» **Saved entries**:
------------

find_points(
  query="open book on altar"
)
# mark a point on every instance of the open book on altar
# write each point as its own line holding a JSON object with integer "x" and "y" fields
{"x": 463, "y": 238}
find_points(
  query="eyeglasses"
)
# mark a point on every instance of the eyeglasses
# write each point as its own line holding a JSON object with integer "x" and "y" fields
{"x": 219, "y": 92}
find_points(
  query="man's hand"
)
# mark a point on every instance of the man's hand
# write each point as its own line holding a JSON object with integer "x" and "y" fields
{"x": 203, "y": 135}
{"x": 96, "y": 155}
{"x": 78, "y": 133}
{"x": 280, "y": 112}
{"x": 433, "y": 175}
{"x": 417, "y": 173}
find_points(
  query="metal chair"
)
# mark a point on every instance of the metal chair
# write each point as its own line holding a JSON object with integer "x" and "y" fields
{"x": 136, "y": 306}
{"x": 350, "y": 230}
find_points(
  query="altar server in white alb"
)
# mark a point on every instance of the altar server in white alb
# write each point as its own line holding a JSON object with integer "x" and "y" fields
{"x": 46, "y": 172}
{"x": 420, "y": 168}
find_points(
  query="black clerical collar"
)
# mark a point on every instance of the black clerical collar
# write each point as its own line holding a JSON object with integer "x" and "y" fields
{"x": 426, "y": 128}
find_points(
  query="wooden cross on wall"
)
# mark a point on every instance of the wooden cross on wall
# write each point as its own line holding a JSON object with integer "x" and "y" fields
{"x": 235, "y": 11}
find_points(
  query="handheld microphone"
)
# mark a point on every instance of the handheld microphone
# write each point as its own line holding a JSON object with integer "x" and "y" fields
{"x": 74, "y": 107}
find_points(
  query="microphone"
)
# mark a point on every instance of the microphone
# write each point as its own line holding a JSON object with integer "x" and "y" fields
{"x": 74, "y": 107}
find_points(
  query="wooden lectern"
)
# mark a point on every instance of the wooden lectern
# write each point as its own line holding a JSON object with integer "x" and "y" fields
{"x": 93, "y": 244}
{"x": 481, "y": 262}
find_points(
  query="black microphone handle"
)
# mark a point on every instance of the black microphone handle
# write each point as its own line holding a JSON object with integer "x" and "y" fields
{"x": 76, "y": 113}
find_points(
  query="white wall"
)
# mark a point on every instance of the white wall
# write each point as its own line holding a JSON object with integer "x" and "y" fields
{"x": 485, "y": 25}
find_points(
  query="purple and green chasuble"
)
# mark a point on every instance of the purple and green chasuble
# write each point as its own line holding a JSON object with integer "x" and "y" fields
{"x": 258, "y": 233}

------------

» **INSTRUCTIONS TO FOLLOW**: Make an exact copy of every entry.

» **WORKED ANSWER**:
find_points(
  query="open book on altar"
)
# mark a point on every instance of the open book on altar
# write each point as its own line holding a JSON object with integer "x" and "y" fields
{"x": 463, "y": 238}
find_points(
  query="eyeglasses"
)
# mark a point on every instance of the eyeglasses
# write each point as its own line holding a JSON object with integer "x" and "y" fields
{"x": 219, "y": 92}
find_points(
  query="man's hand"
)
# mark a point on every instance of the man's hand
# write each point as its own line holding a JSON object with integer "x" and "y" fields
{"x": 203, "y": 135}
{"x": 96, "y": 155}
{"x": 78, "y": 133}
{"x": 280, "y": 112}
{"x": 433, "y": 175}
{"x": 417, "y": 173}
find_points(
  query="metal chair"
)
# mark a point on every instance of the metal chair
# write each point as its own line holding a JSON object with integer "x" and "y" fields
{"x": 136, "y": 306}
{"x": 350, "y": 230}
find_points(
  query="altar server in white alb"
)
# mark a point on every instance of the altar server in white alb
# write each point as its own line holding a JSON object with integer "x" and "y" fields
{"x": 46, "y": 172}
{"x": 420, "y": 168}
find_points(
  query="black clerical collar"
)
# mark a point on every instance of the black clerical collar
# write each point as its own line holding a JSON object with integer "x" and "y" fields
{"x": 426, "y": 128}
find_points(
  query="wooden cross on wall"
)
# mark a point on every instance of the wooden cross on wall
# write each point as its own line holding a JSON object with integer "x" and "y" fields
{"x": 235, "y": 11}
find_points(
  query="handheld microphone"
)
# mark a point on every instance of the handheld microphone
# write each point as its own line holding a JSON object with integer "x" and "y" fields
{"x": 74, "y": 107}
find_points(
  query="microphone"
)
# mark a point on every instance of the microphone
# write each point as its own line holding a JSON object with integer "x" and "y" fields
{"x": 74, "y": 107}
find_points(
  query="wooden lectern"
)
# mark a point on every instance of the wooden lectern
# write each point as its own line holding a JSON object with integer "x" and "y" fields
{"x": 93, "y": 244}
{"x": 481, "y": 262}
find_points(
  query="black microphone handle"
)
# mark a point on every instance of the black microphone handle
# write each point as its own line holding a JSON object with integer "x" and "y" fields
{"x": 76, "y": 113}
find_points(
  query="white wall"
)
# mark a point on every instance of the white wall
# write each point as its own line holding a JSON object with integer "x" and "y" fields
{"x": 485, "y": 25}
find_points(
  query="purple and green chasuble"
)
# mark a point on every instance of the purple and green chasuble
# write each point as its own line holding a JSON object with integer "x" and "y" fields
{"x": 258, "y": 233}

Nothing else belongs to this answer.